Tres cazos hierven a fuego lento con sopa y patatas para los 27 vecinos que llevan casi todo el último mes viviendo a oscuras bajo tierra.
"Ni siquiera sabemos quién está disparando o desde dónde", dice la mujer de 55 años. "Es como si estuvieran jugando", agrega.
Quejidos y plegarias
Los pocos habitantes que quedan en uno de los principales centros de producción química del este de Ucrania, antes una ciudad de 100.000 residentes reconstruida desde las cenizas por los soviéticos tras la Segunda Guerra Mundial, tienen miedo de alejarse unos pasos del portal de su casa.
Tanques con sus cañones humeantes recorren calles llenas de escombros y hacen girar sus torretas hacia cualquier cosa que se mueva.
Los soldados con rostro asustado que patrullan los puntos de control de la ciudad abren fuego contra los coches que no reducen a tiempo la velocidad.
En los distritos orientales, donde se libran las batallas más encarnizadas, los proyectiles de artillería estallan sin previo aviso porque se disparan a muy poca distancia.
Los que se lanzan desde más distancia emiten un silbido ondulante mientras dibujan una parábola por encima de esta ciudad sumida en un estado de guerra permanente.
□ □ □
> [Preguntas por responder]
- a) Responda, con base en el texto sobre la ciudad ucraniana, estas preguntas:
(i) ¿Cuántos vecinos llevan casi todo el último mes viviendo a oscuras bajo tierra?
(ii) ¿Cuántos residentes tenía antes la ciudad?
(iii) ¿Qué emiten los proyectiles que se lanzan desde más distancia?
- b) Reproduzca del texto sobre la ciudad ucraniana el fragmento que se abre con las palabras que incluyen "Los soldados con" y se cierra con "de guerra permanente.".
- c) Prosiga el texto sobre la ciudad ucraniana a partir de su última oración.

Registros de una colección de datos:
□ □ □
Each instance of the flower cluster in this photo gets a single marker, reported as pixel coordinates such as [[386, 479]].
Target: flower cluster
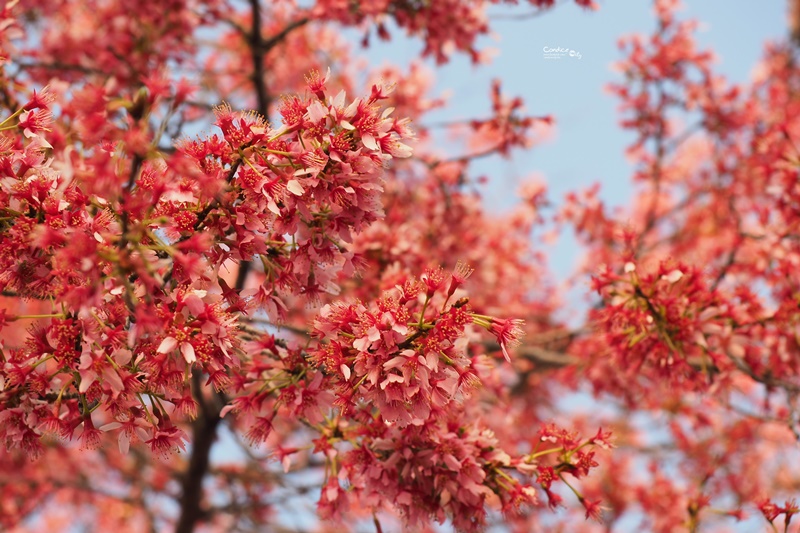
[[404, 355], [294, 195]]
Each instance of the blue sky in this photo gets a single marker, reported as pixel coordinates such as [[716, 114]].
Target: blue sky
[[588, 146]]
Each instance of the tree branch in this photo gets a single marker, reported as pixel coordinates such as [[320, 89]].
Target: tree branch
[[204, 433]]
□ □ □
> [Respuestas del ejercicio]
- a)
(i) 27 vecinos.
(ii) 100.000 residentes.
(iii) Un silbido ondulante.

- b)
Los soldados con rostro asustado que patrullan los puntos de control de la ciudad abren fuego contra los coches que no reducen a tiempo la velocidad.
En los distritos orientales, donde se libran las batallas más encarnizadas, los proyectiles de artillería estallan sin previo aviso porque se disparan a muy poca distancia.
Los que se lanzan desde más distancia emiten un silbido ondulante mientras dibujan una parábola por encima de esta ciudad sumida en un estado de guerra permanente.

- c)
Nella Kashkina se aposenta en el sótano junto a una lámpara de aceite y reza.
"No sé cuánto tiempo podemos aguantar", dice la antigua funcionaria municipal, de 65 años. "No nos queda medicina y mucha gente enferma, mujeres enfermas, necesitan medicina. Simplemente no queda nada de medicina", afirma.
"Corres y te escondes"
Las vacilantes llamas de las estufas de leña delatan las únicas señales de vida civil en el nuevo epicentro del asalto ruso sobre la antigua república soviética, ahora aliada de los países occidentales.
Severodonetsk y su ciudad gemela de Lysychansk son la última bolsa de resistencia ucraniana en Lugansk, la más pequeña de las dos regiones que comprenden la cuenca minera del Donbás, objetivo prioritario de Moscú.
Las fuerzas rusas han rodeado las dos urbes, separadas por un río que marca el frente principal de la guerra, y las bombardean constantemente en un aparente esfuerzo para desgastar su resistencia y dejarlas sin suministros.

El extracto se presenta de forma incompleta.